**REQUIRED WORK:** Take the line that contains "Exercise. Put one point on every instance of the dry" and every line after it in the material below, and quote them exactly.

/---

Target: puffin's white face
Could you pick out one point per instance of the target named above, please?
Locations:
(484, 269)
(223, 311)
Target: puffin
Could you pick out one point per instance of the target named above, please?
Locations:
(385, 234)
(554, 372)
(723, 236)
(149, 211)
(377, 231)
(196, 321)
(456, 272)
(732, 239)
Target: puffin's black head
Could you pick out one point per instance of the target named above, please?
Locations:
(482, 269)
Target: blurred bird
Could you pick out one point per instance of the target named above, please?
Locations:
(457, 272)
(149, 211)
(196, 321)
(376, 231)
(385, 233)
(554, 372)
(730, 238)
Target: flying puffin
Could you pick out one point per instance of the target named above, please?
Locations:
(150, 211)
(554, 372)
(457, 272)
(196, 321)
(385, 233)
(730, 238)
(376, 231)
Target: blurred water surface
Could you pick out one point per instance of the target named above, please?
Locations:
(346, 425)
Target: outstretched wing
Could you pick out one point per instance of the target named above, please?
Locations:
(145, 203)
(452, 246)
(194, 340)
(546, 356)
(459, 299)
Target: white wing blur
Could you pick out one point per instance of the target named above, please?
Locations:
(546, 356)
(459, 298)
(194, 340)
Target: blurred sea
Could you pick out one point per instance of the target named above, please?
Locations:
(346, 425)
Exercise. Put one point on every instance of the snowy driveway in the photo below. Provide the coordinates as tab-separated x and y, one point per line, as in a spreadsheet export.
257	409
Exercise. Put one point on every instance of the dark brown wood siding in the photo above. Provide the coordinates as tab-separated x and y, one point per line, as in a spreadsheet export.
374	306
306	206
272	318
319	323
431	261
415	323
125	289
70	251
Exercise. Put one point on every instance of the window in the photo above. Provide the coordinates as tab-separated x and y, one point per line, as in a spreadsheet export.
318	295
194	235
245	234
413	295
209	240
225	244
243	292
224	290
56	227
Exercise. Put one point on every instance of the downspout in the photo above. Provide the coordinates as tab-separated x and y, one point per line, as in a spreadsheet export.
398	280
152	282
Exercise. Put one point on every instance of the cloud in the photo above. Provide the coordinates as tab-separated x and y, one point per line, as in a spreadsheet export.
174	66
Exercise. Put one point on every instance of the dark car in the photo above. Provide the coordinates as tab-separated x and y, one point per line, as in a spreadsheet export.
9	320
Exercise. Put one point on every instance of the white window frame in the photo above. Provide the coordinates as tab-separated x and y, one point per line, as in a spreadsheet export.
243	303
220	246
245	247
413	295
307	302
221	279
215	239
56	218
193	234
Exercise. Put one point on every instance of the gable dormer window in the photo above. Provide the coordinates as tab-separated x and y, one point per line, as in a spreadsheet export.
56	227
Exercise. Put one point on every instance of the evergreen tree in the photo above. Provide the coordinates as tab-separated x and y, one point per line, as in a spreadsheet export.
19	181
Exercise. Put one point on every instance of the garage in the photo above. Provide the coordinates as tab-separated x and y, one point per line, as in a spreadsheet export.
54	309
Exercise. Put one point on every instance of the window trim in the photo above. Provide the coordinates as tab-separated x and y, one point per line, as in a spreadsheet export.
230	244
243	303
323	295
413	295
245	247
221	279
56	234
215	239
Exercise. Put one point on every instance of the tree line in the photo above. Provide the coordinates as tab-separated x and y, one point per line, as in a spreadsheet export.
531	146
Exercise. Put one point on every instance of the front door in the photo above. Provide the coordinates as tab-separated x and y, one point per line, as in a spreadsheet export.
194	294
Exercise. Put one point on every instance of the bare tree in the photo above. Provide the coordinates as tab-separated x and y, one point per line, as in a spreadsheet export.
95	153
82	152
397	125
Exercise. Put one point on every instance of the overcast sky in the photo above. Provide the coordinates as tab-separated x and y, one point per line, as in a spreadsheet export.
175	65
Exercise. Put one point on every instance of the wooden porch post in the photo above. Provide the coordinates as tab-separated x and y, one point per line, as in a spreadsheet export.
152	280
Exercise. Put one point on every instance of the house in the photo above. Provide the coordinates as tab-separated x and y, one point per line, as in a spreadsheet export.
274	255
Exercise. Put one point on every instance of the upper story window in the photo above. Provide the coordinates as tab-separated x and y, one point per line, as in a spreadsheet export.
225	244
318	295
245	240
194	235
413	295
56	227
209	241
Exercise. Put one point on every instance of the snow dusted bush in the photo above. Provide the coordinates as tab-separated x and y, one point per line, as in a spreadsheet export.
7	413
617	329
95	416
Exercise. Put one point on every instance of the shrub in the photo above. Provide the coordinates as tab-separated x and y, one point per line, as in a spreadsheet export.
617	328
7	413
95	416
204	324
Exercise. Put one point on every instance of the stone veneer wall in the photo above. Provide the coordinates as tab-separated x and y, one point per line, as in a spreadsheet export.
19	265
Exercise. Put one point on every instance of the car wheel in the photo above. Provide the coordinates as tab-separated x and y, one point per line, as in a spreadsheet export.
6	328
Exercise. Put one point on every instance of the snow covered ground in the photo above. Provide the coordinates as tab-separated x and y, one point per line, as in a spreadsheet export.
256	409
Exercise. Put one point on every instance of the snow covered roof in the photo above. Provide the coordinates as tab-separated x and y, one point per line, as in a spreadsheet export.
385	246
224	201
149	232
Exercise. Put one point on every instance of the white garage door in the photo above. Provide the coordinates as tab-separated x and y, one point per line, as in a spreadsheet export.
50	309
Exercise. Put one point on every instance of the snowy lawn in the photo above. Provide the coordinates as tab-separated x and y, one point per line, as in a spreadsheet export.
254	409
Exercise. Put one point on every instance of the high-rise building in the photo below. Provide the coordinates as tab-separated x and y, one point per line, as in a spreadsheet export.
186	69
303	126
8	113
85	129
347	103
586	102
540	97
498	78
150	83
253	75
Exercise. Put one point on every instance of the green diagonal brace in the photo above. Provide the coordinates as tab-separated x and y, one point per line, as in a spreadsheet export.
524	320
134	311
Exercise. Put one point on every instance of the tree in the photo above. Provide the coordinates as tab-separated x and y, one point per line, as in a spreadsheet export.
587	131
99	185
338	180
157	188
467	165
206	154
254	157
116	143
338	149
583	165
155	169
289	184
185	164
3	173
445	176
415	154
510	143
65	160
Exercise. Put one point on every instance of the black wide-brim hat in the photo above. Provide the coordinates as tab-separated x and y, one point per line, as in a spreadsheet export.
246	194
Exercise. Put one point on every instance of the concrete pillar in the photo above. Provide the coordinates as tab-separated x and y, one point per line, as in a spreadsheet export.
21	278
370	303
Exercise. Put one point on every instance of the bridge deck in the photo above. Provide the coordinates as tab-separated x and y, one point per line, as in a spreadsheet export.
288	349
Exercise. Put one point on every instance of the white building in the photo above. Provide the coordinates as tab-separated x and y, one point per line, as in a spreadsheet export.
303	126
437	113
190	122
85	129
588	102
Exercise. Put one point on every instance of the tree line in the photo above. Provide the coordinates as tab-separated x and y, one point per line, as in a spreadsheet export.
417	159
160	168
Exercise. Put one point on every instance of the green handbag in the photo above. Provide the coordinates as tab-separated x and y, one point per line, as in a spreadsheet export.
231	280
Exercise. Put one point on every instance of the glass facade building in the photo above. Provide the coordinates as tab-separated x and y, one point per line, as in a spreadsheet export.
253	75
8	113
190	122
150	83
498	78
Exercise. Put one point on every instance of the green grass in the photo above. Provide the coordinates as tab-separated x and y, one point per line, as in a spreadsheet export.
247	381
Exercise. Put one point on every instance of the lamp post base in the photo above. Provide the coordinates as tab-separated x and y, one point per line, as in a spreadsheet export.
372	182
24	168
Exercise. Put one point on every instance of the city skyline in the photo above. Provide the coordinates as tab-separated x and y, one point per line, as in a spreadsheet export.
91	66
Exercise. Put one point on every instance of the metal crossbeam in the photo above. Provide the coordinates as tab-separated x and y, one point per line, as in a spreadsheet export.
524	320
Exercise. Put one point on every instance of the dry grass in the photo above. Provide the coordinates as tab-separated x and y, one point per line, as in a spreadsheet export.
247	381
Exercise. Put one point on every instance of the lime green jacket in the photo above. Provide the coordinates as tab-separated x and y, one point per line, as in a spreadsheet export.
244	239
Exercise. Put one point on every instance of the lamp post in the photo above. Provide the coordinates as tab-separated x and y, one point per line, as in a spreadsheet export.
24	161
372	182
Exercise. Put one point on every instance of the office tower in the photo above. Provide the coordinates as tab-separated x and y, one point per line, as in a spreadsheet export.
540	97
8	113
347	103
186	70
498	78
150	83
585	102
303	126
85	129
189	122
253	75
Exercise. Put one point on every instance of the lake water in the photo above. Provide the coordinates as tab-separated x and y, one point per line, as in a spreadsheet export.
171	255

\---

**OUTPUT OF THE EXERCISE:**
Exercise. Put one point on every instance of the dry grass in the photo above. Provide the coordinates as tab-separated x and y, one point per line, as in a spreadsheet export.
247	381
Exercise. Put one point on every instance of the lime green jacket in the photo above. Provide the coordinates as tab-separated x and y, one point per line, as in a spreadsheet export.
244	239
Exercise. Put one point on every instance of the lamp post in the photo above. Provide the coordinates as tab-separated x and y, one point per line, as in a spreadsheet export.
24	161
372	182
Exercise. Put one point on every instance of the office tower in the photo above. Provide the coordinates as tab-separated x and y, one point per line, as in a spreadsheet export.
540	97
8	113
347	103
186	70
498	78
150	83
585	102
303	126
85	129
189	122
253	75
Exercise. Put one point on every instance of the lake water in the photo above. Provide the coordinates as tab-separated x and y, one point per line, as in a spreadsheet export.
171	255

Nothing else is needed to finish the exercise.